TASK GOAL: Rewrite the rows below as a JSON list of strings with one string per line and no blank lines, and leave the pictures out.

DATA LISTING:

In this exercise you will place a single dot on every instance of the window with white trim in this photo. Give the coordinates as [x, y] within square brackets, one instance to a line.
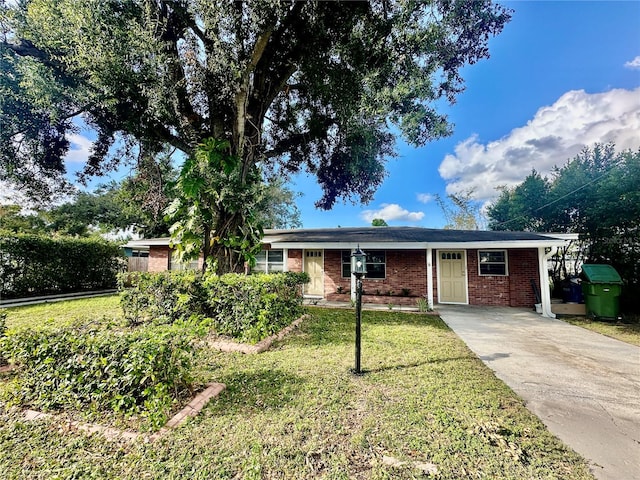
[492, 262]
[376, 264]
[269, 261]
[176, 264]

WRITTEN RESPONSE:
[
  "In this exercise you will place a single dot on every instance of the window with white trim in this photo. Give the coordinates as [x, y] within square brackets, one instance to a line.",
  "[492, 262]",
  "[376, 264]",
  "[269, 261]",
  "[176, 264]"
]